Top of Input material

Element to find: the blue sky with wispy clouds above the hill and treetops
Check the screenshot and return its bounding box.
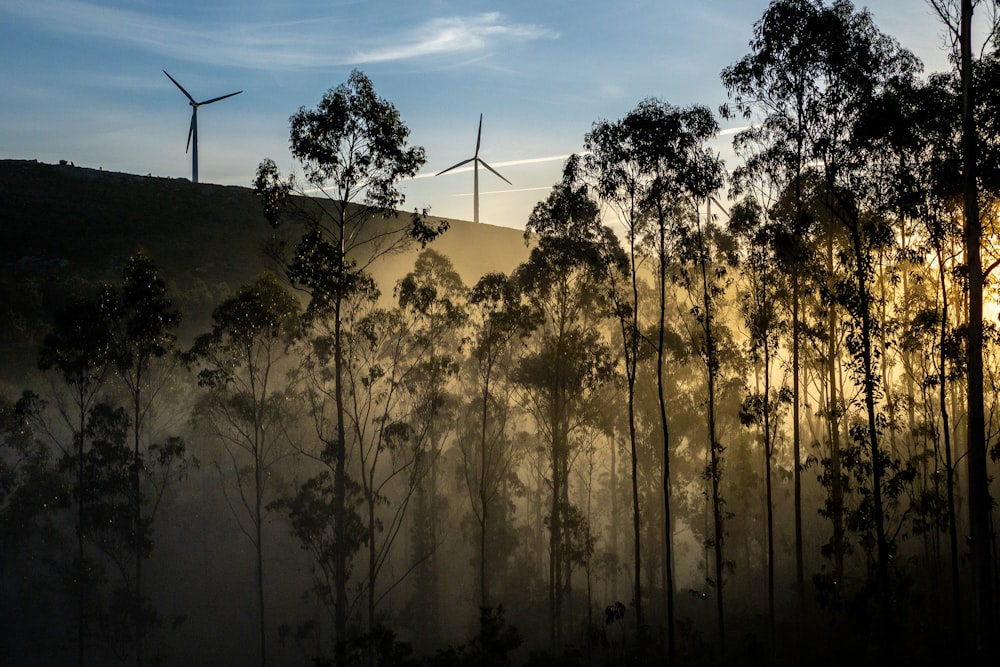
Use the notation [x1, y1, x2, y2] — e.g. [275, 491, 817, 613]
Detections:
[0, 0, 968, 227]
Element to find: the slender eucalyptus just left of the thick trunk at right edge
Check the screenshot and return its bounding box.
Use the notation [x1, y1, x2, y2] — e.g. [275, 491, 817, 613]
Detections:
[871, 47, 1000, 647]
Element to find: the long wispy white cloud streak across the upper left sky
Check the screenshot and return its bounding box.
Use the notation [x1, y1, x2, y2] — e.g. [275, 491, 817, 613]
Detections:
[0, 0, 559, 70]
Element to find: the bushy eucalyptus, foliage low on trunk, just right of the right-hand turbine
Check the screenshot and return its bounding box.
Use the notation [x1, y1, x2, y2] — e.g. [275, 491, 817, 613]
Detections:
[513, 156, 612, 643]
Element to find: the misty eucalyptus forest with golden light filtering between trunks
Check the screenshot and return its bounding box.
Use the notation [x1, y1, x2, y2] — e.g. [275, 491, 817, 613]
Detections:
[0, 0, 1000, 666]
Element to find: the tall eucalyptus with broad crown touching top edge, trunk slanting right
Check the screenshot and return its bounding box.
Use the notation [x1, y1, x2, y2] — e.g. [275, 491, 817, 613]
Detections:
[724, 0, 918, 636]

Bottom of Input material
Top of Input material

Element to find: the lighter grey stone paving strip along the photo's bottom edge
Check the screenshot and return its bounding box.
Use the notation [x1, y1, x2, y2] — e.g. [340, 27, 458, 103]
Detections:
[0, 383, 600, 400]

Bottom of Input material

Problem requirements
With "left" as the string to match, show every line of the entries above that has it.

Response to this task
Element to find: the slender eucalyptus just left of the thick trunk at right edge
Element to find: the long wispy white cloud streak across the upper left sky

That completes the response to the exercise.